**Description of the task:**
Every line from the one with "[indicate] one point per instance, sample <point>17,79</point>." through the end of the material should be written out character for character. Lines before it are excluded.

━━━━━ Material for this task

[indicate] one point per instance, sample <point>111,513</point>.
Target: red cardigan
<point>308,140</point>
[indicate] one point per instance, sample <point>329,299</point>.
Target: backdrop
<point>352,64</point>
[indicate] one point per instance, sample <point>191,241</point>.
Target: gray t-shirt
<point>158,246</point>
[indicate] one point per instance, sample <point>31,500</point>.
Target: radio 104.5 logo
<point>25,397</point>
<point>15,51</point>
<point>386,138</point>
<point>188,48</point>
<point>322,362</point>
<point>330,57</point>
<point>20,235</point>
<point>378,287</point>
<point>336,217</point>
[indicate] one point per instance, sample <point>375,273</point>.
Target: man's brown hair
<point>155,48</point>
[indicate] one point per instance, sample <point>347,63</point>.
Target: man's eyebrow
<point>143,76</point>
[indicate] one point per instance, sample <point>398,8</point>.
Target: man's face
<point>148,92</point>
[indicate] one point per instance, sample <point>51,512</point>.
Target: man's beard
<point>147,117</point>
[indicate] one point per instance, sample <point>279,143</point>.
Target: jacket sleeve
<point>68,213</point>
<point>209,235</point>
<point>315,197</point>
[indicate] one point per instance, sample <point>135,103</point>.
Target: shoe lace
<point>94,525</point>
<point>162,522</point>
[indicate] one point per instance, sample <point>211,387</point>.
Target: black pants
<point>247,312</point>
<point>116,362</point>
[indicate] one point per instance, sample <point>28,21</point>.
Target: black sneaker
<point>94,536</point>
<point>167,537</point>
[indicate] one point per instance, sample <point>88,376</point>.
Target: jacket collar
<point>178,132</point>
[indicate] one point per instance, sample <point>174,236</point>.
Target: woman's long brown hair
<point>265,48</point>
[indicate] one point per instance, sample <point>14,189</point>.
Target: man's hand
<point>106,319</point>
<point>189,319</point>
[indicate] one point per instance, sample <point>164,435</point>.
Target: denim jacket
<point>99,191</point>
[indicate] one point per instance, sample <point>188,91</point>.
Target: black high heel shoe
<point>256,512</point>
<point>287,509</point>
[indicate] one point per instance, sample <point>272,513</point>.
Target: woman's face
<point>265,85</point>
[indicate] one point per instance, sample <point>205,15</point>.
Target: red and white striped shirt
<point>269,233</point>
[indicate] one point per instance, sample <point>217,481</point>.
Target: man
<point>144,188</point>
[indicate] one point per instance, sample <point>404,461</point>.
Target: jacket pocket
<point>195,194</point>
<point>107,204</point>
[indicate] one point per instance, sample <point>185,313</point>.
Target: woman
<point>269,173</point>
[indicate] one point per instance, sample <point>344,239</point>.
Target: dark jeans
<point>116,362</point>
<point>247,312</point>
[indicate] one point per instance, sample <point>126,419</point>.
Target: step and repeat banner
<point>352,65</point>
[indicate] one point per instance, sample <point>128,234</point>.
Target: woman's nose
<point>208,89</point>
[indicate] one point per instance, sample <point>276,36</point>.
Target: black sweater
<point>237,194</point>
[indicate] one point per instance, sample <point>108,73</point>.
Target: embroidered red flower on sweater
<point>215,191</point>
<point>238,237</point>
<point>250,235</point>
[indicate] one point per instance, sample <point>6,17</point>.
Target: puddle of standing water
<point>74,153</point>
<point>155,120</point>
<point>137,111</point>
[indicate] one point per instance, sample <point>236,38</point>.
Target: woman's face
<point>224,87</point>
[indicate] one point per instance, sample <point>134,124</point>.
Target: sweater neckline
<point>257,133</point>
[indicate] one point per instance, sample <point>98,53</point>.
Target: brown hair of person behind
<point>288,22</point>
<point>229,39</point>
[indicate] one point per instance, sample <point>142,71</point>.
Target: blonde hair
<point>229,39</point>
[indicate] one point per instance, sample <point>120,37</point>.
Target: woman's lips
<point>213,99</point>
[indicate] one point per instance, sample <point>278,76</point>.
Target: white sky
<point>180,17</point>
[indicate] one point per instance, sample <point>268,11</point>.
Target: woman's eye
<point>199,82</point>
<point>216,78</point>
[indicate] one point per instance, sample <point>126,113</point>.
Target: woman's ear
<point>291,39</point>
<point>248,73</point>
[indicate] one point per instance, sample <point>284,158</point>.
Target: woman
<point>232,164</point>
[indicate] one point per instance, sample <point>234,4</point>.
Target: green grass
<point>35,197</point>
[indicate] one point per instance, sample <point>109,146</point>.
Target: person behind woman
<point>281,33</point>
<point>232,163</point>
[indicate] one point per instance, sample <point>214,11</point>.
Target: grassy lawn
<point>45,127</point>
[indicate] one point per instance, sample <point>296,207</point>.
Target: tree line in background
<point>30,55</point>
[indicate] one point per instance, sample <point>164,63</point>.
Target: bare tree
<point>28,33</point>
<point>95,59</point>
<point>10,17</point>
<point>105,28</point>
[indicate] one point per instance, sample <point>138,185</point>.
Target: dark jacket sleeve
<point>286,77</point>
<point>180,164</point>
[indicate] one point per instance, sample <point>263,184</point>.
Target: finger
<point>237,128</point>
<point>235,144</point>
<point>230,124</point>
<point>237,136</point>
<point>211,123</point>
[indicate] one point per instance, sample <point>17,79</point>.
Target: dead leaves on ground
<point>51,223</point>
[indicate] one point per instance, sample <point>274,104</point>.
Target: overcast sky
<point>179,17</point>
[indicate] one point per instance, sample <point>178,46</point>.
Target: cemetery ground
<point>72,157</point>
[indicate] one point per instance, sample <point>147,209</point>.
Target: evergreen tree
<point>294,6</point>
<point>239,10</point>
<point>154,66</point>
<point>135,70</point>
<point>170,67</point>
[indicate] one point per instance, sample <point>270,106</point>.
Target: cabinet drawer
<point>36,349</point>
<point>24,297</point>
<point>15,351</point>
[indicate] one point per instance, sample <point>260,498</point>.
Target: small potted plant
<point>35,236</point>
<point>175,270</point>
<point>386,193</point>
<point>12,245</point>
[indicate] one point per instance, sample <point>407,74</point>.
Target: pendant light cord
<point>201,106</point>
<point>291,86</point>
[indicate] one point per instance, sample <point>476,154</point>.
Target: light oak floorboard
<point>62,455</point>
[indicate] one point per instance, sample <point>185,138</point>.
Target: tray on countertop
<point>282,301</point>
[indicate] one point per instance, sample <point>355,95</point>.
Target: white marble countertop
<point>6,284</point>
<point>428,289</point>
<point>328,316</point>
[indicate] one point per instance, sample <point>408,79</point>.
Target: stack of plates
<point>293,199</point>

━━━━━━━━━━

**Answer below:**
[indicate] one point per instance, sample <point>17,79</point>.
Target: dead leaves on ground
<point>51,223</point>
[indicate] one point per instance, sample <point>274,104</point>.
Target: overcast sky
<point>179,17</point>
[indicate] one point per instance, sample <point>178,46</point>.
Target: cemetery ground
<point>72,157</point>
[indicate] one point per instance, sample <point>147,209</point>.
Target: evergreen tree
<point>294,6</point>
<point>239,10</point>
<point>154,66</point>
<point>135,70</point>
<point>170,67</point>
[indicate] one point per instance, sample <point>270,106</point>.
Target: cabinet drawer
<point>36,349</point>
<point>24,297</point>
<point>15,351</point>
[indicate] one point per instance, sample <point>260,498</point>.
Target: small potted plant
<point>35,236</point>
<point>175,270</point>
<point>386,193</point>
<point>12,245</point>
[indicate] one point per instance, sample <point>407,74</point>.
Target: pendant light cord
<point>201,106</point>
<point>291,86</point>
[indicate] one point per instance, sample <point>476,154</point>.
Target: light oak floorboard
<point>62,455</point>
[indicate] one point per instance, sample <point>185,138</point>.
Target: tray on countertop
<point>282,301</point>
[indicate] one point per instance, sample <point>355,95</point>.
Target: white marble countertop
<point>6,284</point>
<point>428,289</point>
<point>328,316</point>
[indicate] one point per instance, sample <point>408,79</point>.
Target: stack of plates
<point>293,199</point>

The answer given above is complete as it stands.